» Prompt 1
Return the passage of the RTCP claims that opens with the words containing "2. One or more" and closes with "more RTP-State blocks.", copied word for word.

» Source excerpt

1. One or more computer readable media having stored thereon a Real- Time Control Protocol (RTCP) message, comprising: a first field containing data identifying the RTCP message as being a type that embeds a session description message; a second field containing data that is the session description message for a media presentation; and a third field containing data identifying a length of the RTCP message, generated by summing a length of the first field, a length of the second field, and a length of the third field.
2. One or more computer readable media as recited in claim 1, wherein the session description message is a Session Description Protocol (SDP) session description message.
3. One or more computer readable media as recited in claim 1, wherein the media presentation comprises a multimedia presentation.
4. One or more computer readable media as recited in claim 1, further comprising: one or more RTP-State blocks, each RTP-State block identifying RTP- specific information about a media stream of the media presentation; and the third field containing data identifying the length of the RTCP message, generated by summing the length of the first field, the length of the second field, the length of the third field, and a length of the one or more RTP-State blocks.

» Information provided
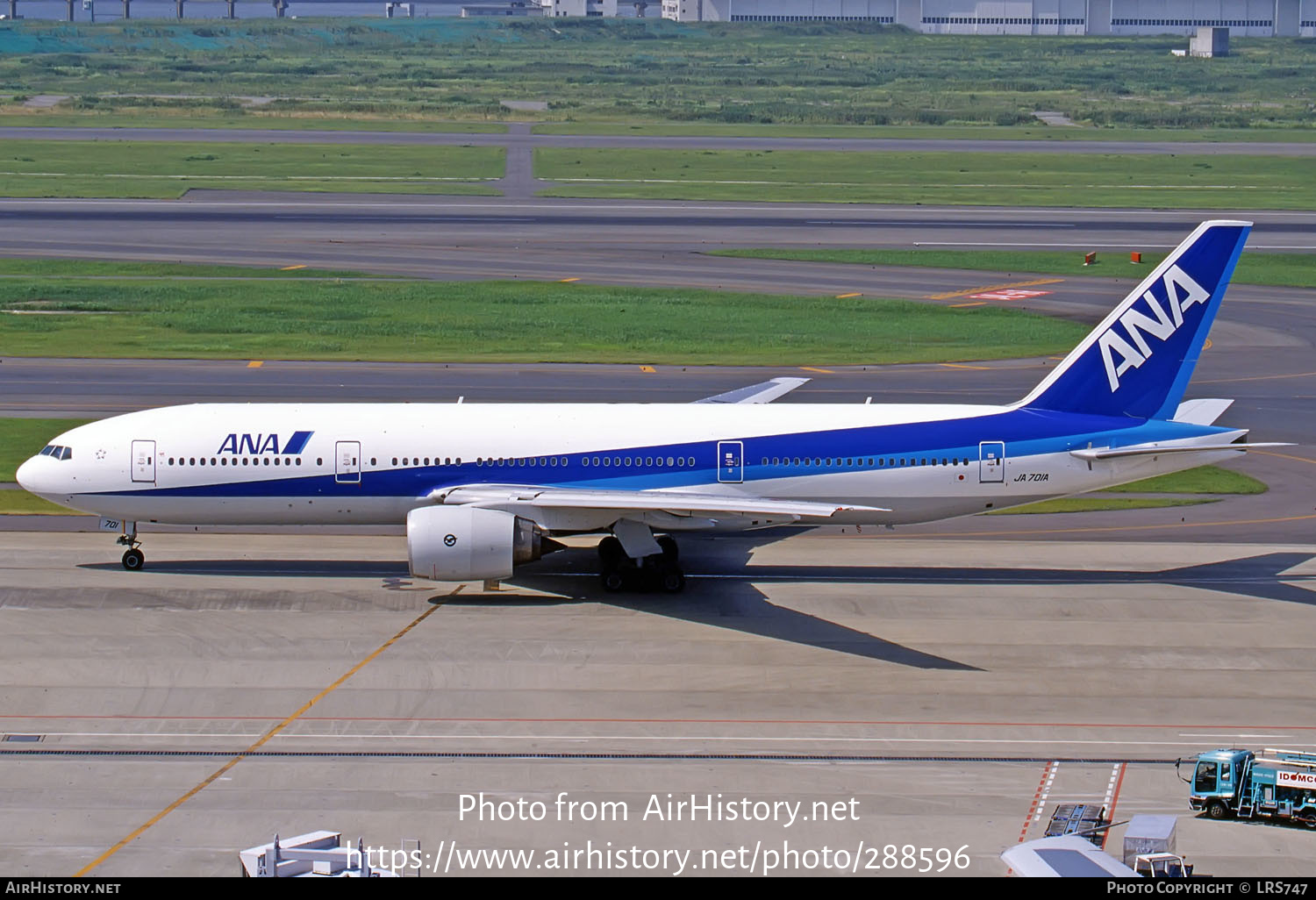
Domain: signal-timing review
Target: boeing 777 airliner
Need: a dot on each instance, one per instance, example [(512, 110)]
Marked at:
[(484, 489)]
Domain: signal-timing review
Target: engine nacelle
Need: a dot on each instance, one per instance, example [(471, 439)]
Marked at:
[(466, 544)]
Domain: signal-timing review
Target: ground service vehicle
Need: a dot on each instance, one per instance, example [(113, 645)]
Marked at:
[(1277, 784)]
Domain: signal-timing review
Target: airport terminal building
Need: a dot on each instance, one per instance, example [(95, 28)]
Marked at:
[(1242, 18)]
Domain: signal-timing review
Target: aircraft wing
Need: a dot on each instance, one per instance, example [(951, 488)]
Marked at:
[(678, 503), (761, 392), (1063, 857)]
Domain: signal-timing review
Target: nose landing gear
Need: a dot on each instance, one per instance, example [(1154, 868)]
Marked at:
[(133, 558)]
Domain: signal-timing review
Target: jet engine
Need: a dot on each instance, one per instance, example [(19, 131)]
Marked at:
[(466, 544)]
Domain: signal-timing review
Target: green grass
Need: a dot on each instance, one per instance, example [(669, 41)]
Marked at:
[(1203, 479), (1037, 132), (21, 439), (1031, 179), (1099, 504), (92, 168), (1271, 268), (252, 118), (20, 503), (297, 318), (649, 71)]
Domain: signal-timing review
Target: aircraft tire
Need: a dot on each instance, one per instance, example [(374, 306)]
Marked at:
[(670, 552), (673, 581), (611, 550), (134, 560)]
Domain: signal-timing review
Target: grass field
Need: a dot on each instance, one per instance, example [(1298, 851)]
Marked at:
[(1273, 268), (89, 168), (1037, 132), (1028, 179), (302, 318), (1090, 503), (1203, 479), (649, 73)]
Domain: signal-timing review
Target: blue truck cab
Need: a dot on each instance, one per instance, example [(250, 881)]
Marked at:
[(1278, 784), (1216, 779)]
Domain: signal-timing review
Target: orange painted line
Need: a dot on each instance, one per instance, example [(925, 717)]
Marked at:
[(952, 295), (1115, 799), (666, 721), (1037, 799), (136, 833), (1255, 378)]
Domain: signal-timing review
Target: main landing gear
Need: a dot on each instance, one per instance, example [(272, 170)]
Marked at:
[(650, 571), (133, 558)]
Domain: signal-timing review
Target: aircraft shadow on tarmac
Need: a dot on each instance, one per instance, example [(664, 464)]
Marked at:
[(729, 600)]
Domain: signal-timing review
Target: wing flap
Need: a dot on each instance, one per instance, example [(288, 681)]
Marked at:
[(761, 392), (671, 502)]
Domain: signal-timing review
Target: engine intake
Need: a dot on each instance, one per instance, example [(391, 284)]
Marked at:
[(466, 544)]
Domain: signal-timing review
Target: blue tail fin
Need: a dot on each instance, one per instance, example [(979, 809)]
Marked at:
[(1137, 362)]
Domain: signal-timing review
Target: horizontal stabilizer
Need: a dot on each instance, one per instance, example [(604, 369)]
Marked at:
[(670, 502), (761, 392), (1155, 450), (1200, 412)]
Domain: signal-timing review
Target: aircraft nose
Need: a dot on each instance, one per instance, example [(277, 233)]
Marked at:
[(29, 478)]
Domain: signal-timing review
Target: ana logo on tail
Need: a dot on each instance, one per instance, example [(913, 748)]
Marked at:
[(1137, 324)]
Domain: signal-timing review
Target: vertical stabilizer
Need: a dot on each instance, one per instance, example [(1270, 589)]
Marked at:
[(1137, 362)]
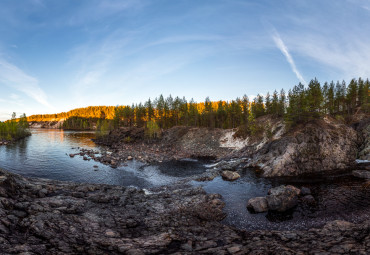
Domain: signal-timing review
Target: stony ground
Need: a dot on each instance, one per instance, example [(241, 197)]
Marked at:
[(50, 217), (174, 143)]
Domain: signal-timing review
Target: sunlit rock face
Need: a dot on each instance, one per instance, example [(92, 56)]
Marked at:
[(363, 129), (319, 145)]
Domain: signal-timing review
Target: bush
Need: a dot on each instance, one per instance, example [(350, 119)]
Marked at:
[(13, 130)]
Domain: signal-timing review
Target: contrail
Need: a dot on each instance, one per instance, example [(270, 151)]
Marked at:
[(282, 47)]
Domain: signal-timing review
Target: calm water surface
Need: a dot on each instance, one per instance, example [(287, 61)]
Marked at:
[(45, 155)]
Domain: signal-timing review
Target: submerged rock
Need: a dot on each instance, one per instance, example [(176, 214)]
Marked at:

» Prompt 2
Retype the entries from their start through the line containing "[(1242, 18)]", both ends included, and leave the pictures out of your answer.

» Worked solution 1
2. One or more computer readable media as recited in claim 1, wherein the session description message is a Session Description Protocol (SDP) session description message.
3. One or more computer readable media as recited in claim 1, wherein the media presentation comprises a multimedia presentation.
4. One or more computer readable media as recited in claim 1, further comprising: one or more RTP-State blocks, each RTP-State block identifying RTP- specific information about a media stream of the media presentation; and the third field containing data identifying the length of the RTCP message, generated by summing the length of the first field, the length of the second field, the length of the third field, and a length of the one or more RTP-State blocks.

» Worked solution 2
Domain: signal-timing review
Target: boeing 777 airliner
Need: a dot on each instance, one per instance, example [(512, 110)]
Marked at:
[(484, 489)]
Domain: signal-timing review
Target: engine nacelle
Need: a dot on each instance, one per instance, example [(471, 439)]
Marked at:
[(466, 544)]
Domain: signal-timing review
Target: ground service vehicle
Need: a dot on each instance, one per instance, example [(113, 645)]
Marked at:
[(1277, 784)]
Domain: signal-timing review
Target: airport terminal building
Need: a dot on each instance, one per instance, example [(95, 28)]
Marked at:
[(1242, 18)]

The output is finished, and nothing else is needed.